== MATERIALS PROVIDED

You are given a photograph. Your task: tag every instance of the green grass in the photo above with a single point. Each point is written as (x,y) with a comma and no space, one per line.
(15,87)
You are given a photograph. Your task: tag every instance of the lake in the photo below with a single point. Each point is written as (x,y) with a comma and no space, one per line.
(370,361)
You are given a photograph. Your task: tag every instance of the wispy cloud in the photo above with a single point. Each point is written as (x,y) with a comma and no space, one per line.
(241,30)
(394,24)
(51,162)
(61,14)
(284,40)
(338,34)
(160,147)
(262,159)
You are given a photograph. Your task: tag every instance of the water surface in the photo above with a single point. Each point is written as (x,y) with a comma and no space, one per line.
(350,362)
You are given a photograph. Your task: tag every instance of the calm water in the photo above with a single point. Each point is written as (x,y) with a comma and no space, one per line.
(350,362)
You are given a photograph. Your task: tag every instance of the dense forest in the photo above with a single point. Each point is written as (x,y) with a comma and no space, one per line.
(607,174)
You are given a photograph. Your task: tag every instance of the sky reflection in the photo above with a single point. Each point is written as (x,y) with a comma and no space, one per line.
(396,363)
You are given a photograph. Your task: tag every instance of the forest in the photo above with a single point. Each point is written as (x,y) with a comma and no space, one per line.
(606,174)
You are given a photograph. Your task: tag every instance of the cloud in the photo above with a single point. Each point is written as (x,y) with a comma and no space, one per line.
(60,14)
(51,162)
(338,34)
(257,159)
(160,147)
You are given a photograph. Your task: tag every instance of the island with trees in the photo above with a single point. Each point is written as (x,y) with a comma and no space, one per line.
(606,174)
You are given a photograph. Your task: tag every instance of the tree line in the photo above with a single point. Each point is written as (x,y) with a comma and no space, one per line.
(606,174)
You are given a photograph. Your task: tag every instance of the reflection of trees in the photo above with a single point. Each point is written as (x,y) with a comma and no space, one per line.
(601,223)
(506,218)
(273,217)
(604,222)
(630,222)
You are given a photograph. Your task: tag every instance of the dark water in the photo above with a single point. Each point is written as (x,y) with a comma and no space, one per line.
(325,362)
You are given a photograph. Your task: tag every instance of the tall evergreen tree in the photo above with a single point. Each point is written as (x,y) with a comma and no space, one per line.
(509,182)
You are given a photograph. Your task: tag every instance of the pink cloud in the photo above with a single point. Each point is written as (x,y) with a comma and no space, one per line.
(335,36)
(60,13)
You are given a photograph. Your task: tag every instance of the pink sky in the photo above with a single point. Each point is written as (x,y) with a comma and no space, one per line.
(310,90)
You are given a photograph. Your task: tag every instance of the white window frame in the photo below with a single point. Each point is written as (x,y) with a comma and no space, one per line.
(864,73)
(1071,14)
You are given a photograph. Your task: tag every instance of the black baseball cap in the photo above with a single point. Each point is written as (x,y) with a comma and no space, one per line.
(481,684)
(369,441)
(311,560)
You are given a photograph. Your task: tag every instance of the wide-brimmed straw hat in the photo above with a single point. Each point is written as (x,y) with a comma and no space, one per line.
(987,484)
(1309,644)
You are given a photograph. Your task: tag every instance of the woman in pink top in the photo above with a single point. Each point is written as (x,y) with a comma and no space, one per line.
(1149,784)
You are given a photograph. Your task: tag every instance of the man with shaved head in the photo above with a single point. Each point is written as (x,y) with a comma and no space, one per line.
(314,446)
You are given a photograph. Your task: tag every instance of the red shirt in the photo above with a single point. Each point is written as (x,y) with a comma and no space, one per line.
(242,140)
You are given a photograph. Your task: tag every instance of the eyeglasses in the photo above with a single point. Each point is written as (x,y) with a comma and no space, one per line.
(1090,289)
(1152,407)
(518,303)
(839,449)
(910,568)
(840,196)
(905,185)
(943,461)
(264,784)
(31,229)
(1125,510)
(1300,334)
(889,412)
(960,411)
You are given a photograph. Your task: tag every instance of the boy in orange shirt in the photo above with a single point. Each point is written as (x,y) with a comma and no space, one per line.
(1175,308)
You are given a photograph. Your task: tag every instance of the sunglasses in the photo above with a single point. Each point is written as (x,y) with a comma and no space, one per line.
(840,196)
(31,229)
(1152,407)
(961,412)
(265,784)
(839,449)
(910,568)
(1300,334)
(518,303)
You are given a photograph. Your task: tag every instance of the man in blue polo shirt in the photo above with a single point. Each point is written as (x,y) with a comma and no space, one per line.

====

_TASK GOAL_: Quote the lines of the listing above that run from the line with "of the eyeglasses" through its last line, both included, and nothing else.

_SOLUTION FOR THIS TASK_:
You are given a photograph. Your task: tag every instance of the eyeglasses in the photo above with a single point. Each point is written as (x,y) with a comma and no space, one per line.
(1090,289)
(1152,407)
(518,303)
(839,449)
(910,568)
(840,196)
(905,185)
(943,461)
(264,784)
(31,229)
(1125,510)
(1300,334)
(889,412)
(960,411)
You are given a photograph. Your task: tag every instance of the boy in orange shirt in the photo above with a single point. Each point is written as (x,y) with a comma and no space, one per line.
(1175,308)
You are given a photograph. Your task: tag every instance of the sunglasses in the photo above with a single point. Each point is written as (x,y) with a comma and no space, one per line.
(840,196)
(31,229)
(1152,407)
(961,412)
(265,784)
(839,449)
(910,568)
(1300,334)
(518,303)
You are given a photograph. Your task: tag every instance of the man in blue polo shirt in the photo above with a single point. Each point is written as (x,y) with a comma and no space, one per line.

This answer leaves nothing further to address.